NLPPREPROCESS is a preprocessing package for NLP task. The main objective of the package is to reduce time consumed for preprocessing by using ready made functions. Processing for tweets can be all done with a single function call.
- Python 3.4 or higher
$ git clone git://github.com/MubashirullahD/nlppreprocess
$ cd nlppreprocess
$ python setup.py install
-
Original nlppreprocess
-
Dedicated for tweets
• Lower-casing
• Normalizing URLs
• Normalizing Tags and email addresses
• Normalizing Numbers
• Normalizing Dollars
• Normalize punctuation
• Removal of composition
• Removal of punctuation
• Word Stemming (Porter Stemmer)
>>> from nlppreprocess import NLP
>>> obj = NLP()
>>> obj = NLP(
replace_words=True,
remove_stopwords=True,
remove_numbers=True,
remove_HTML_tags=True,
remove_punctation=True,
lemmatize=False,
lemmatize_method='wordnet'
)
Original default
>>> dataFrame['text'] = dataFrame['text].apply(obj.process)
For tweets
>>> dataFrame['text'] = obj.processTweet(dataFrame['text])
>>> print(obj.process("Pass a text here"))
>>> obj = NLP()
>>> obj.add_stopword(['this', 'and this'])
>>> obj = NLP()
>>> obj.add_replacement([this="by this", this="by this"])

Coordinate labeling data
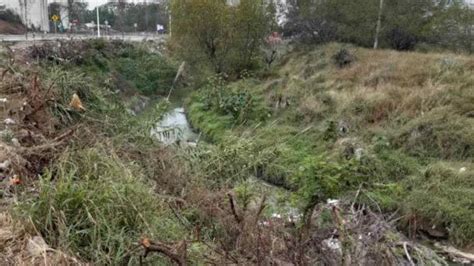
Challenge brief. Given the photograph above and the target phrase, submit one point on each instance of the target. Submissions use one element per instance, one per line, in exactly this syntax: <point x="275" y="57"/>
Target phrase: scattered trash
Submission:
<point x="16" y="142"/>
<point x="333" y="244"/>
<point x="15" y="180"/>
==
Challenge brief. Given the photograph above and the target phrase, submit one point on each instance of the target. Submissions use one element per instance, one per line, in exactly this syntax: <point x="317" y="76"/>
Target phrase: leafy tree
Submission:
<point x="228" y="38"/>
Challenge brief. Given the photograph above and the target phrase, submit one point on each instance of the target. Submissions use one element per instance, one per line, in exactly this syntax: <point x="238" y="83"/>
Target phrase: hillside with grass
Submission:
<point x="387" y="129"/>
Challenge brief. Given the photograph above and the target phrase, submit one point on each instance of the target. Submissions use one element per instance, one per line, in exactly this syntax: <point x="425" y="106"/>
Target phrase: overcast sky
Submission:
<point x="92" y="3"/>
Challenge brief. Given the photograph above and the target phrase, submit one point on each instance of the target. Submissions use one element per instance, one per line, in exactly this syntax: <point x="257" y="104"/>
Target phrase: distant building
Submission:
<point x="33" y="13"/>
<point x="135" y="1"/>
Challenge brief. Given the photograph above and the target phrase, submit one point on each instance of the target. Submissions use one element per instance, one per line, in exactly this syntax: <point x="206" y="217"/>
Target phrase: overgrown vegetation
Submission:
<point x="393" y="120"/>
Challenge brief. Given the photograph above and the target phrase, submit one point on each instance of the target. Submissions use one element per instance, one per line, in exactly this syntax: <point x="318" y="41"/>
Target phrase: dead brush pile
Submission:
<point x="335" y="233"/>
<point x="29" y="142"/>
...
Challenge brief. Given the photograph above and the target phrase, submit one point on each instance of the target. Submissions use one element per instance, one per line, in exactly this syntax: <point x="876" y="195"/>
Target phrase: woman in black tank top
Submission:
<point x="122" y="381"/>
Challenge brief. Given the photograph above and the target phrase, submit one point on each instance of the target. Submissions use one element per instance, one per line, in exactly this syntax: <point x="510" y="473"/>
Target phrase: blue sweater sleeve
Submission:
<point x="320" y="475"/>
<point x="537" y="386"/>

OBJECTIVE A => Decide whether each statement agrees with the nlppreprocess page, answering yes or no and quoting the deciding words: (i) The package needs Python 3.4 or higher. (ii) The example constructor call sets lemmatize to True. (iii) Word stemming is done with the Porter Stemmer.
OBJECTIVE B => Identify every line of the records that contains the word "above", matching case exactly, and copy each such line in full.
These records are unrelated to the nlppreprocess page.

WRITTEN RESPONSE A =>
(i) Yes: "Python 3.4 or higher".
(ii) No: "lemmatize=False".
(iii) Yes: "Word Stemming (Porter Stemmer)".

WRITTEN RESPONSE B =>
Challenge brief. Given the photograph above and the target phrase, submit one point on each instance of the target. Submissions use one element per instance, one per line, in exactly this syntax: <point x="275" y="57"/>
Challenge brief. Given the photograph above and the target phrase, submit one point on each instance of the target. Submissions use one element per instance, one per line, in exactly this syntax: <point x="317" y="76"/>
Challenge brief. Given the photograph above and the target phrase, submit one point on each instance of the target. Submissions use one element per instance, one per line, in exactly this syntax: <point x="238" y="83"/>
Challenge brief. Given the photograph above and the target phrase, submit one point on each instance of the target. Submissions use one element per instance, one per line, in exactly this syntax: <point x="425" y="106"/>
Challenge brief. Given the photograph above and the target phrase, submit one point on each instance of the target. Submissions use one element per instance, one per line, in exactly this syntax: <point x="257" y="104"/>
Challenge brief. Given the photograph above and the target phrase, submit one point on each instance of the target. Submissions use one element per instance, one per line, in exactly this syntax: <point x="206" y="217"/>
Challenge brief. Given the photograph above and the target phrase, submit one point on each instance of the target. Submissions use one element per instance, one per line, in exactly this syntax: <point x="318" y="41"/>
Challenge brief. Given the photograph above and the target phrase, submit one point on each instance of the target. Submissions use one element per instance, one per line, in exactly this syntax: <point x="876" y="195"/>
Challenge brief. Given the photograph above and the target phrase, submit one point on each instance of the target. Submissions use one element per instance, one per line, in exactly this syntax: <point x="510" y="473"/>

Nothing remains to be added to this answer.